> **Text shown**:
In South Korea’s March 2022 presidential elections, a pro-nuclear candidate defeated an anti-nuclear incumbent who planned to phase out nuclear power.
The country’s 26 reactors produce about a quarter of its electricity, but the new president wants to increase this to at least a third. Plans include extending the life of existing reactors and building new ones.
Macron committed to building six new reactors at a cost of nearly €52 billion. And government-owned power utility EDF is set for nationalisation to make the government’s plans happen.
To achieve its emissions commitments, China’s government plans to build more than 150 nuclear reactors by 2035 — more than the rest of the world in the last 35 years. It currently has 49 operational power plants and 17 under construction.
The list goes on and on and on. It’s important to note that many of these plans are dramatic shifts away from phasing out nuclear to growing it. It’s a huge change.
Of course, it took quite a bit of pain to get there. Pain that didn’t play out in Australia in quite the same way. But Europe has been in an energy crisis since 2021, well before Russia invaded Ukraine.
Why? Ever since governments committed countries to the goal of net zero, without figuring out how to do it first, more and more analysis has been done on what that might mean.
The growing consensus is that it isn’t going to happen, and any attempt to make it happen will crush living standards to a point that is not politically viable in a democracy.
Now, some people’s conclusion is that we need to impose these changes anyway. We are, after all, trying to save the planet, democracy be damned. And the only thing that justifies more draconian policies than a pandemic is saving the planet.
But, if those economists, engineers and physicists who have done the analysis are correct, we’re discussing imposing something worse than the Second World War rationing.
Given the choice between adopting nuclear power and destroying our standard of living entirely, governments are increasingly opting for nuclear power. Well, they’re opting for coal and then nuclear power.
As energy consultants and commentators, Doomberg put it:
‘There is simply no path to a low carbon economy without a massive nuclear power renaissance. If you are simultaneously opposed to fossil fuels and nuclear power, you are for mass starvation and extreme human suffering (whether you realise it or not).’
Nuclear offers the most plausible solution for a long list of reasons.

> **Given material**:
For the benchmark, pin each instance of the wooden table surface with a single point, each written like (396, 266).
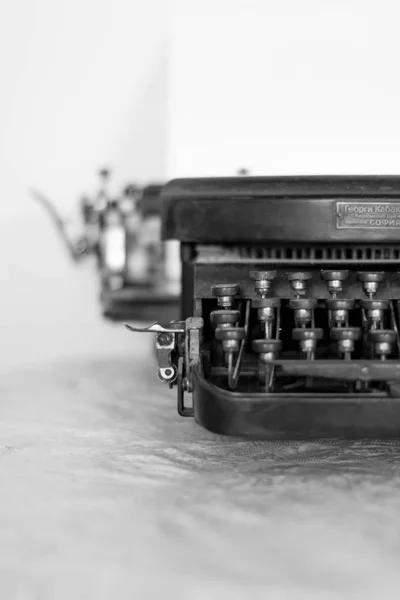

> **Work order**: Transcribe the nuclear power text above, everything from "Given the choice" down to "list of reasons.".

> **Response area**:
Given the choice between adopting nuclear power and destroying our standard of living entirely, governments are increasingly opting for nuclear power. Well, they’re opting for coal and then nuclear power.
As energy consultants and commentators, Doomberg put it:
‘There is simply no path to a low carbon economy without a massive nuclear power renaissance. If you are simultaneously opposed to fossil fuels and nuclear power, you are for mass starvation and extreme human suffering (whether you realise it or not).’
Nuclear offers the most plausible solution for a long list of reasons.